Your task
In the blog post below, where does the writer say they first heard kids called "the leaders of tomorrow"?

Text

Search This Blog

Thursday, December 4, 2014

It all makes sense with a snootful of Jagermeister

Jagermeister, well I suppose that is not all that different from reading the back of a cereal box. Cereal boxes used to be full of uplifting messages for us kids who it seemed like everybody was looking to be the leaders of tomorrow. I don’t know, they were probably just saying that as a way to pat us on the head and feel proud while they duped us into buying their products. Now that I think about it I first heard that phrase watching the Mickey Mouse Club, so there you go.

I’ve always had a particular dislike for the whole Disney thing. People have their own myths and lore and Disney takes that and wraps it into a movie that is just like every other movie they make, and kind of write over folk tales and myths and bleach out everything that was odd and interesting and make it into just another loaf of white bread. It’s like those Hallmark cards with the bland picture and the fancy calligraphy inside with some hackneyed message expressed flawlessly, and people read it and go awww, but it’s just something a stranger wrote, something their friend bought, why didn’t they just give them the three or four bucks? And then that hackneyed message gets put against a black background, or maybe some clip art and gets pasted up on fb, and I dare not rant lest I lose all my friends.

Data supplied
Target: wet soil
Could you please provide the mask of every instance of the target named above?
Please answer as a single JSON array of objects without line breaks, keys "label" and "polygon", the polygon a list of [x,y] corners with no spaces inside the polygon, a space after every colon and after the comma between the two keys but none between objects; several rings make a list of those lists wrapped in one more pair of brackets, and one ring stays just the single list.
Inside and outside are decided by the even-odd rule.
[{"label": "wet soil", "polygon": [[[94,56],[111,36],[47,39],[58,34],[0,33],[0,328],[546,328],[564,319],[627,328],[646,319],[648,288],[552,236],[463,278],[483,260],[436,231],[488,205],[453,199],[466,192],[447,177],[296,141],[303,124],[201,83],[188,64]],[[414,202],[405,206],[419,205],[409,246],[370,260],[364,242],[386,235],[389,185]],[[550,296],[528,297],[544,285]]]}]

Answer box
Watching the Mickey Mouse Club.